STATED EXERCISE >> Copy out every row below word for word, changing nothing in any line.

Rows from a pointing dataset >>
==*==

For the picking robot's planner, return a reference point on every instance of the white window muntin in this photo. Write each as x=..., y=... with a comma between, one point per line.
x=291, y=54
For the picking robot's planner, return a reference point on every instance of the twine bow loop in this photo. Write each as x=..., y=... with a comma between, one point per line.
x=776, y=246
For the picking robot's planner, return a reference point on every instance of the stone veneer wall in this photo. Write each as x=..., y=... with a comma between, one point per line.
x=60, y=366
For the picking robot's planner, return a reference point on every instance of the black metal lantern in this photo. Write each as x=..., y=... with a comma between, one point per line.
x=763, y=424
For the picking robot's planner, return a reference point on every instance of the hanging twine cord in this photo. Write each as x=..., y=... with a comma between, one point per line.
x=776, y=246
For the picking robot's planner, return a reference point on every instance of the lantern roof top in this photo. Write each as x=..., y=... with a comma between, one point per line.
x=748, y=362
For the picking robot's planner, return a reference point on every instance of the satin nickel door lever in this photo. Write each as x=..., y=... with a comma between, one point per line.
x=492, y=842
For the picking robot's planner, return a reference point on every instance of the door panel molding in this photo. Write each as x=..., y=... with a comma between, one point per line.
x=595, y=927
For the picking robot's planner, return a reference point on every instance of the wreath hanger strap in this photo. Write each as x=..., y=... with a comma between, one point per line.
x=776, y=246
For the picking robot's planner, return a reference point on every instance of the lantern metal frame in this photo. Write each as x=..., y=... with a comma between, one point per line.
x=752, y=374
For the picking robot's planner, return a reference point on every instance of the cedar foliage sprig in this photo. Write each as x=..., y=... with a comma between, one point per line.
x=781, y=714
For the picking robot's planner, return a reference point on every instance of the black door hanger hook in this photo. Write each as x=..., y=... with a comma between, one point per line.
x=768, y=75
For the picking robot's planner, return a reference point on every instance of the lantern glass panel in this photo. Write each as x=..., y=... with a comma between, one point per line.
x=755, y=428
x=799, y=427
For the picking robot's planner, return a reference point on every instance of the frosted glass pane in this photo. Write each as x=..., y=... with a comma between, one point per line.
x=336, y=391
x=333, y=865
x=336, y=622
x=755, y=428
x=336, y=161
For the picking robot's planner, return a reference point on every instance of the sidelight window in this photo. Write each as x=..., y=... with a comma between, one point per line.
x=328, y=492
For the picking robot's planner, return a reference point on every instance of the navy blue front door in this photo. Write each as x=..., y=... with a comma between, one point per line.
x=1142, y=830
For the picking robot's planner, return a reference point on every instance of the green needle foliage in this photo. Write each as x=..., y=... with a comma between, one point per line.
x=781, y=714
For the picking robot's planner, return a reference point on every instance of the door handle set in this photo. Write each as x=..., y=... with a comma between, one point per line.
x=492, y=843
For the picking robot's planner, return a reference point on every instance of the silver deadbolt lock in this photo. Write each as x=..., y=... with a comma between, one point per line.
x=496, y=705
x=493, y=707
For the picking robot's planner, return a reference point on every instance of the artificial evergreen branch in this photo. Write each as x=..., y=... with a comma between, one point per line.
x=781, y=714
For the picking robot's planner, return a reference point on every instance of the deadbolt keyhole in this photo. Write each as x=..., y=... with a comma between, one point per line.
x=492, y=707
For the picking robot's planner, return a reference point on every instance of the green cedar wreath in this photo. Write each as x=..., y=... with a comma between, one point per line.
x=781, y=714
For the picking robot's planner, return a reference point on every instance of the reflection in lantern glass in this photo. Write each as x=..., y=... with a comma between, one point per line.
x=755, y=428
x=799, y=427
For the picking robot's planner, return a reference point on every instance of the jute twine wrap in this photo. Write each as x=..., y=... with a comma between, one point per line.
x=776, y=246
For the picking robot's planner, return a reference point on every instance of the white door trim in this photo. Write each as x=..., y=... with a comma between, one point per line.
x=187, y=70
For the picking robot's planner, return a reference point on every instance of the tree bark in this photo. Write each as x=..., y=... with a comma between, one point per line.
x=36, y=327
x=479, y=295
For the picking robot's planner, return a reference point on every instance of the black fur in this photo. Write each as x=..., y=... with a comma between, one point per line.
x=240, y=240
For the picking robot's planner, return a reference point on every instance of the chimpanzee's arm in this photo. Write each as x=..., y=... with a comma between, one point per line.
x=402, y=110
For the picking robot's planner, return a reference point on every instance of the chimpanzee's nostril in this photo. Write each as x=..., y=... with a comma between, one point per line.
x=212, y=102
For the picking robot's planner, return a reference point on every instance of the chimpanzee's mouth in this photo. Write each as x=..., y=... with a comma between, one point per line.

==*==

TASK SOLUTION >>
For the picking robot's planner, return a reference point on every instance of the white window muntin in this photo. Write each as x=..., y=... with a comma between, one point per line.
x=291, y=54
For the picking robot's planner, return a reference point on every instance of the twine bow loop in this photo. Write each as x=..., y=... with a comma between, one point per line.
x=776, y=246
For the picking robot's planner, return a reference point on every instance of the stone veneer wall in this photo. Write each as x=..., y=... with a comma between, one point per line.
x=60, y=366
For the picking robot's planner, return a reference point on every instance of the black metal lantern in this photo. Write each as x=..., y=... with a comma between, one point per line.
x=763, y=424
For the picking robot's planner, return a reference point on every instance of the hanging twine cord in this photo. Write each as x=..., y=... with a comma between, one point per line.
x=776, y=246
For the picking robot's planner, return a reference point on every instance of the lantern roof top in this photo. Write each as x=..., y=... with a comma between, one point per line.
x=748, y=362
For the picking robot's planner, return a reference point on every instance of the satin nickel door lever in this photo. Write each as x=..., y=... with a comma between, one point per line.
x=492, y=842
For the picking robot's planner, return a reference point on every instance of the door panel molding in this photo. Write each as x=..., y=... with a comma between, one point per line.
x=595, y=927
For the picking robot's planner, return a reference point on every instance of the wreath hanger strap in this photo. Write each as x=..., y=... with a comma between, one point per line.
x=776, y=246
For the picking robot's planner, return a reference point on every instance of the lantern metal frame in this photo. Write each as x=..., y=... with a comma between, one point per line.
x=752, y=374
For the picking robot's planner, return a reference point on every instance of the cedar foliage sprig in this photo. Write each as x=..., y=... with a comma between, one point per line.
x=781, y=714
For the picking robot's planner, return a reference point on every instance of the black door hanger hook in this photo. Write each as x=..., y=... with a comma between, one point per line.
x=768, y=75
For the picking robot's planner, return a reference point on every instance of the lantern glass panel in this photo. Write each as x=..., y=... with a comma between, one point per line.
x=755, y=428
x=799, y=427
For the picking robot's planner, return a reference point on every instance of the frosted glass pane in this photo. Write each as x=..., y=... with a comma between, one point per line.
x=336, y=391
x=333, y=865
x=336, y=622
x=755, y=428
x=336, y=161
For the picking robot's planner, return a reference point on every instance of the sidelight window in this photo. Write each as x=..., y=... with a comma between, one point per line.
x=328, y=492
For the picking robot's planner, return a reference point on every instance of the navy blue front door in this photo. Write each as x=..., y=... with a comma between, one point per line.
x=1142, y=830
For the picking robot's planner, return a reference point on every instance of the green needle foliage in this photo. Write each as x=..., y=... with a comma between, one point per line.
x=781, y=714
For the picking robot's planner, return a reference point on every instance of the door handle set in this photo. Write each as x=..., y=... with a comma between, one point per line.
x=492, y=843
For the picking robot's planner, return a reference point on every instance of the silver deadbolt lock in this photo. Write each as x=..., y=... with a comma between, one point per line.
x=496, y=705
x=493, y=707
For the picking robot's planner, return a reference point on every instance of the artificial evergreen branch in this photo. Write each as x=..., y=... with a comma between, one point per line.
x=781, y=714
For the picking robot's planner, return a reference point on every instance of the deadbolt keyhole in this photo. Write each as x=..., y=... with a comma between, one point per line.
x=492, y=707
For the picking robot's planner, return a reference point on every instance of the green cedar wreath in this photo. Write each as x=..., y=... with a comma between, one point per line.
x=781, y=714
For the picking robot's planner, return a reference point on every instance of the reflection in lantern glass in this photo. Write each as x=..., y=... with a comma between, one point per line.
x=755, y=428
x=799, y=427
For the picking robot's planner, return a reference point on every instance of the jute twine wrap in this photo. Write each as x=..., y=... with a comma between, one point per line.
x=776, y=246
For the picking robot's planner, return a reference point on every instance of the white door trim in this photo. Write each as x=..., y=... with a comma between, one point per line.
x=187, y=70
For the picking robot's planner, return a reference point on every instance of the tree bark in this photo. Write each as x=..., y=... with a comma between, one point per line.
x=36, y=327
x=479, y=295
For the picking robot's planner, return a reference point on every instance of the black fur in this photo. Write each as x=..., y=... with a comma between, one point per line.
x=240, y=240
For the picking robot's planner, return a reference point on every instance of the chimpanzee's arm in this photo. Write each as x=..., y=... with a comma between, one point per line.
x=402, y=110
For the picking robot's planner, return a reference point on every instance of the chimpanzee's nostril in this photo. Write each as x=..., y=... with a comma between, one point per line.
x=212, y=102
For the picking robot's planner, return a reference point on every instance of the chimpanzee's mouth in this photo. Write each as x=..., y=... with a comma between, one point per line.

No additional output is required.